■ **ESTRATTO SCELTO**
Se n’era andato ormai: cosa l’aveva spinto verso la Cina?
«Diciamo la possibilità di sistemare definitivamente la famiglia».
Le prossime future, venti-trenta generazioni...
«Diciamo le prossime generazioni, ha ragione. Ma anche la curiosità di conoscere un nuovo mondo: rimasi incuriosito, per quel poco che vedemmo quando andammo a giocare la finale di Supercoppa nel 2012…».
E poi cosa è successo?
«Avevo già dato una indicazione: se entro la data del ritiro non fosse successo, non ci sarebbero state più altre possibilità. La scadenza era il 9 luglio. E comunque non era la prima volta, questa, in cui nasceva una possibilità del genere».
Ah sì, siamo alle rivelazioni.
«Due anni fa, dopo l’Europeo, arrivò un segnale preciso e netto e io dissi di no, subito, troncando ogni possibilità».

■ **CONSEGNA A**
Conta quante righe dei record contengono la stringa "tree", distinguendo tra maiuscole e minuscole. Indica soltanto il numero.

■ **RECORD DELL'ESERCIZIO**
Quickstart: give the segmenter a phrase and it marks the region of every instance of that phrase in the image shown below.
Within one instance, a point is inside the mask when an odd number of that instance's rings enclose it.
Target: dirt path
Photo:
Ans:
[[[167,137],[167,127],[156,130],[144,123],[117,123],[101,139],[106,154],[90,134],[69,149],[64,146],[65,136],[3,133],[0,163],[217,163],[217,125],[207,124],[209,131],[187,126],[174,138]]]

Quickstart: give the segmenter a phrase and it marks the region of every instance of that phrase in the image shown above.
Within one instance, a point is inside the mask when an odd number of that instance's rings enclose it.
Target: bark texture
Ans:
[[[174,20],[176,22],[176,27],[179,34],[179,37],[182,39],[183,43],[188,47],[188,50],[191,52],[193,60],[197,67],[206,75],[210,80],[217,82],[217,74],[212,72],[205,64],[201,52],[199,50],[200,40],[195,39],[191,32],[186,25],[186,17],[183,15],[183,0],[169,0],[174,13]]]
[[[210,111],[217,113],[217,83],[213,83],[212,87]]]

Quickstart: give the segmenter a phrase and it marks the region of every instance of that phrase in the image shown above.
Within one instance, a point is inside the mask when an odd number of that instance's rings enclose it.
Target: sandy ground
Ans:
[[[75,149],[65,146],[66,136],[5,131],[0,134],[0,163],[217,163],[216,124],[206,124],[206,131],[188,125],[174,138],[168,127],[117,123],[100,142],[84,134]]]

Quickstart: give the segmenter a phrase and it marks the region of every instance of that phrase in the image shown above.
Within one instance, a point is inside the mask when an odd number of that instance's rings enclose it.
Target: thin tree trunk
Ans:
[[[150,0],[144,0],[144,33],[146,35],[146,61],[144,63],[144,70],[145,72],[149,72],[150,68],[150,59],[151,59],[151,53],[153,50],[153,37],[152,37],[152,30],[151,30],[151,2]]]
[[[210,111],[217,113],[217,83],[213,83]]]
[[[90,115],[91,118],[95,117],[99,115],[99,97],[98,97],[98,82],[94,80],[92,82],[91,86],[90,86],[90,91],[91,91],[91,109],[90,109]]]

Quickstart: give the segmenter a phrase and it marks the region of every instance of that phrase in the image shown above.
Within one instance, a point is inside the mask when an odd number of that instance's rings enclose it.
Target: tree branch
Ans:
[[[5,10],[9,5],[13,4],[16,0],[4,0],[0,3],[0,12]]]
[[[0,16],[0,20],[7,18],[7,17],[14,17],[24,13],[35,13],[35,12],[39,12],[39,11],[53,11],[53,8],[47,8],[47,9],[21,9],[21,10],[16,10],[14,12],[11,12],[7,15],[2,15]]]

■ **CONSEGNA B**
Riscrivi il tratto dell'intervista che va da "Le prossime future, venti-trenta" fino a "cosa è successo?", sostituendo "curiosità" con "voglia".

■ **RISPOSTA A**
2

■ **RISPOSTA B**
Le prossime future, venti-trenta generazioni...
«Diciamo le prossime generazioni, ha ragione. Ma anche la voglia di conoscere un nuovo mondo: rimasi incuriosito, per quel poco che vedemmo quando andammo a giocare la finale di Supercoppa nel 2012…».
E poi cosa è successo?